- [SOURCE EXCERPT]

▼

To: <amps@contesting.com>
Subject: [AMPS] Resoldering 3-500Z Filament Pins ??
From: g.jones@bom.gov.au (Graham Jones)
Date: Mon, 5 Apr 1999 08:58:24 +1000
Yeah likewise,

        About a year ago when I was just getting started on Amp gear, I was 
doing
some tube tests. I was going through a routine of powering down, replacing
the 4 PA tubes, powering up again to test the tubes, then powering down
again for the next set of tubes etc. After a while, I got out of sync. and
I was just putting my hand into the PA compartment to remove the anode
clips when I barely noticed a very faint purple-ish glow through the tube's
ceramic insulator. Fortunately this registered somewhere in the deep
recesses of my brain suggesting that perhaps this wasn't a good time to
proceed! Sure enough the HV was still on. It was only 2KV and not 6KV like
yours Jon, but I still shudder when I think how close I came. If it hadn't
been dark enough in the tube compartment to see the faint glow
.................. ?

        The manufacturer's maintenance manual points out that that interlocks 
were
not deemed necessary because they had plastered the chassis with adequate
high voltage warning stickers!! 

        I now try to keep the habit of always shorting out the anodes before 
going
in, regardless of the powered status of the amp, even at the risk of
possibly damaging something if the HV is on. At least I will stay undamaged
:-)

        I recall that thirty years ago when I worked at Collins Radio here in 
Oz,
building 208U-10 10Kw SSB transmitters, it was a sackable offence for the
test technician to work in the PA compartment without first applying the
built-in shorting wand to the HV supply.

Cheers, 

Graham (VK3BKG)

----------
> From: Jon Ogden <jono@enteract.com>
> To: Dick Green <dick.green@valley.net>; Michael Tope <W4EF@pacbell.net>;
'AMPS' <amps@contesting.com>
> Subject: Re: [AMPS] Resoldering 3-500Z Filament Pins ??
To: <amps@contesting.com>
> Date: 02 04, 1999 7:51 AM
> 
> 
> >Semiconductors all over the radio blow before
> >the fuse does.
> 
> One of Murphy's Laws of Electronics!  The circuit intended to be 
> protected BY the fuse will blow first, thereby protecting the fuse!
> 
> 
> > And let's not talk about the time I touched one of the plate
> >caps on an SB-200 because I thought it was loose and forgot that HV was
on.
> 
> Ouch!  Makes me think of what I almost did.  About a year ago I powered 
> up the filaments on my amp as part of some initial smoke tests.  I was 
> tempted to touch the anode and make sure the tube was well seated in the 
> socket.  I didn't.  When I went to turn the filaments off, I noticed my 
> HV meter was not zero.  Unbeknowns to me, I had earlier left the HV 
> supply switch turned on so when I turned on the filament switch, the HV 
> was on as well - at 6 KV!  I about fainted and I still get queasy till 
> this day thinking of what I almost did.  
> 
> ****  But I followed a rule I set for myself and I lived.  And that was 
> to NEVER touch the tube when the filaments are on w/o first DOUBLE and 
> TRIPLE checking to make sure that the HV is off.  I'm grateful I made 
> that rule!
> 
> 73,
> 
> Jon
> KE9NA
> 
> 
>
--------------------------------------------------------------------------
> Jon Ogden
> 
> jono@enteract.com
> www.qsl.net/ke9na
> 
> "A life lived in fear is a life half lived."

▲

- [REQUEST 1] List every distinct email address that appears in the mailing list message.
- [REQUEST 2] Copy the stretch of the mailing list message from "I recall that" through "Graham (VK3BKG)", substituting "grounding stick" for "shorting wand".
The items that come next have no connection to the mailing list message.

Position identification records
▼

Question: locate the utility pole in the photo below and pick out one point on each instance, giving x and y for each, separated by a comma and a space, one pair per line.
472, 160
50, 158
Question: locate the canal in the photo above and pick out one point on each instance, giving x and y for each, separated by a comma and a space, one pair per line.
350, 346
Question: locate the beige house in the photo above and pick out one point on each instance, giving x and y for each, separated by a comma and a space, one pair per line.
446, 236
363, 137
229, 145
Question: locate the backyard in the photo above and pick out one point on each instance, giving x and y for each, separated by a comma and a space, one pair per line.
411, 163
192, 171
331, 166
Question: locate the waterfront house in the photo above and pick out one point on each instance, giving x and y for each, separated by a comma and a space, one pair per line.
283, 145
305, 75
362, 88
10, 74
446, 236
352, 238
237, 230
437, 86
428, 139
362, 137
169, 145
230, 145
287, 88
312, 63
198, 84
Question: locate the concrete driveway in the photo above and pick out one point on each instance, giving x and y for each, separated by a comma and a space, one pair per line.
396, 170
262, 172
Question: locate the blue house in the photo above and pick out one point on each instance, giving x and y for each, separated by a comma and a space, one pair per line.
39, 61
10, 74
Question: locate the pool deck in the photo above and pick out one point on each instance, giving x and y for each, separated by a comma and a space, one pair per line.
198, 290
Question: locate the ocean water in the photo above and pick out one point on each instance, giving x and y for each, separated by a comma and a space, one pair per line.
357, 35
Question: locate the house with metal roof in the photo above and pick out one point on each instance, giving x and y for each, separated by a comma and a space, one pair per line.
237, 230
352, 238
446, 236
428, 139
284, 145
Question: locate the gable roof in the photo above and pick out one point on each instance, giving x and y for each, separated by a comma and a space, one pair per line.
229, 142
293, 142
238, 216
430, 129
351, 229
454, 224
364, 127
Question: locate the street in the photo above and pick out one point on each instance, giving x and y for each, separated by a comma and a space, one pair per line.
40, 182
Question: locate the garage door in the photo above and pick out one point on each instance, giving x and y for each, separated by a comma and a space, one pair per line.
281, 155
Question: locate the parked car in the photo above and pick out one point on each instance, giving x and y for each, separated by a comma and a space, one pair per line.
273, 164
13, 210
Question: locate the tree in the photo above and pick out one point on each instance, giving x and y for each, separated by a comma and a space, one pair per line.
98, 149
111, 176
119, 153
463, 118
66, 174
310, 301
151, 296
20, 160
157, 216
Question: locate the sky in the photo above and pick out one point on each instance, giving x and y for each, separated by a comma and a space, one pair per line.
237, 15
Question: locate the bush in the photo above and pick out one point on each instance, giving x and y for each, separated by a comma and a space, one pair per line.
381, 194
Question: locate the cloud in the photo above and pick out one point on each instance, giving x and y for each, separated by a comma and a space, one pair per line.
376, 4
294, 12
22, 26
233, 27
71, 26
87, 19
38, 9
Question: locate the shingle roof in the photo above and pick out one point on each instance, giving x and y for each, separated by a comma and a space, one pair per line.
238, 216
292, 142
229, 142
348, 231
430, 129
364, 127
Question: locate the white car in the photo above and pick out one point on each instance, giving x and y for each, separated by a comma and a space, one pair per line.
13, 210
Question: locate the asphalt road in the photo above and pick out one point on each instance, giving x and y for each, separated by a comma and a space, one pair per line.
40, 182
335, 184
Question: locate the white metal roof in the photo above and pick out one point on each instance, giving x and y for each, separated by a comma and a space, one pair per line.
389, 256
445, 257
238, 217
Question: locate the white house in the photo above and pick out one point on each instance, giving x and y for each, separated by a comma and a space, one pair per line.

▲

- [EXERCISE SOLUTION 1]
amps@contesting.com
g.jones@bom.gov.au
jono@enteract.com
dick.green@valley.net
W4EF@pacbell.net

- [EXERCISE SOLUTION 2]
I recall that thirty years ago when I worked at Collins Radio here in 
Oz,
building 208U-10 10Kw SSB transmitters, it was a sackable offence for the
test technician to work in the PA compartment without first applying the
built-in grounding stick to the HV supply.

Cheers, 

Graham (VK3BKG)